Study text:
_ _ _ _
Improving performance for any person who wants to be better through appropriately designed training programs is crucial to success. Equally important to the success of an athlete in any sport is adequate recovery from intense training. When there is an imbalance between training loads and recovery, the potential of overtraining and development of overtraining syndrome (OTS) exist. In other words, too much training and too little recovery is a bad formula to improve performance.
While considerable research exists on OTS, controversy remains regarding how to define, evaluate, and remedy this syndrome. For effectively studying OTS, consistent terminology is needed. The recommendations of the consensus statement are from the work of Halson and Urhausen. In this definition overtraining is considered a process that can result in overreaching in the short term (functional overreaching) or extreme overreaching (non functional overreaching) or OTS in the long term. Each of these conditions results in a sports performance decrements that is a hallmark of overtraining. In the case of functional overreaching training is purposely intensified to cause a brief decrements in performance followed by a few days or weeks of recovery. The result is a supercompensative improvement in performance. An example is a final maximal training session a few weeks before a competition, followed by a gradual tapering period leading up to an enhance performance. Nonfunctional overreaching is characterized by a stagnation or decrease in sport performance, with recovery requiring weeks to months in order for the athlete to return to the previous level of performance.
_ _ _ _
Data to examine:
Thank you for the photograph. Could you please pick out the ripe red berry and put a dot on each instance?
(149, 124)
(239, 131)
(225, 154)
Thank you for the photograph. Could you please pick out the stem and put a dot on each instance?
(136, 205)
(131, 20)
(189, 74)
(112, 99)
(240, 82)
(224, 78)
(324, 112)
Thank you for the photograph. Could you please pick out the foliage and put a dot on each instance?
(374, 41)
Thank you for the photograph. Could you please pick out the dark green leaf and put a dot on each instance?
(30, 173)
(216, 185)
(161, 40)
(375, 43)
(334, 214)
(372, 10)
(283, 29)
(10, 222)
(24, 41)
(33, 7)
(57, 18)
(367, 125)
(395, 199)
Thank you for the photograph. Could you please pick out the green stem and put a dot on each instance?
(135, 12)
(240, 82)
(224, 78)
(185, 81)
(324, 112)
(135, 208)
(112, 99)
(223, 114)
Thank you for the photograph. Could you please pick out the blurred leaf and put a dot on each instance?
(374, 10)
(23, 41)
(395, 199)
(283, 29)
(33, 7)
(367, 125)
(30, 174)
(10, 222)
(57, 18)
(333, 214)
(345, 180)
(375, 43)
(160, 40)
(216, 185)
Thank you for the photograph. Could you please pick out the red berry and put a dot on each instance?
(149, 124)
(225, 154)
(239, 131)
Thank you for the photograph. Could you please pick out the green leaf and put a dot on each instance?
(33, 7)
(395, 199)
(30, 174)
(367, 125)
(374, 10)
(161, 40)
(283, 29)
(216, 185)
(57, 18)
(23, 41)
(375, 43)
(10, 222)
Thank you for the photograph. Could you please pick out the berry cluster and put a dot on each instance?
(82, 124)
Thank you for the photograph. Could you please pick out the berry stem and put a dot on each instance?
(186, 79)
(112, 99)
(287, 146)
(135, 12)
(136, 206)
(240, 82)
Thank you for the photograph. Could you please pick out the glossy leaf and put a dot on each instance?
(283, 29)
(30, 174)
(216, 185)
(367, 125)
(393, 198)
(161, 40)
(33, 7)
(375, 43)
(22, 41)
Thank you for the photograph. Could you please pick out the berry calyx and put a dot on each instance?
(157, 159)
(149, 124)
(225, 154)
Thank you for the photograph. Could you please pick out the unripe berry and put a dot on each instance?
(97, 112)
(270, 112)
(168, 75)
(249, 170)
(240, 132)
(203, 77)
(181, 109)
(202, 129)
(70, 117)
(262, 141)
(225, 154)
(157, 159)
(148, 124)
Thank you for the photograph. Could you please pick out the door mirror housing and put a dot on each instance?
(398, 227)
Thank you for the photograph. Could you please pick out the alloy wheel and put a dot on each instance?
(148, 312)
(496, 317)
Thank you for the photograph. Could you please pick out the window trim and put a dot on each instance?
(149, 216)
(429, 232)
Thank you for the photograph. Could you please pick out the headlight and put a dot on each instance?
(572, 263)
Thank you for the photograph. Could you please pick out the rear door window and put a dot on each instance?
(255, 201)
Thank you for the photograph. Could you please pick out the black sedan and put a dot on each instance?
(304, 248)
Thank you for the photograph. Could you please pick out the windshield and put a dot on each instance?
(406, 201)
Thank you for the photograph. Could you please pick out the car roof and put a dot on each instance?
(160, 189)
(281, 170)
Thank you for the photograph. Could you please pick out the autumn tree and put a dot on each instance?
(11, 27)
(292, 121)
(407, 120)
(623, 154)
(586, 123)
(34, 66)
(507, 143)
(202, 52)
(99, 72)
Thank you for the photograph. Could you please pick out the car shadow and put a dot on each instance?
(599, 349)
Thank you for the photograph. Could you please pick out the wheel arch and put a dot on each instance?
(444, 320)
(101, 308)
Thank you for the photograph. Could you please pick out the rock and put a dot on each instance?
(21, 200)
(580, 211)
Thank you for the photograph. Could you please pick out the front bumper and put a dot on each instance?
_ _ _ _
Exercise instructions:
In the overtraining text, how long does recovery take in nonfunctional overreaching?

Response box:
Weeks to months.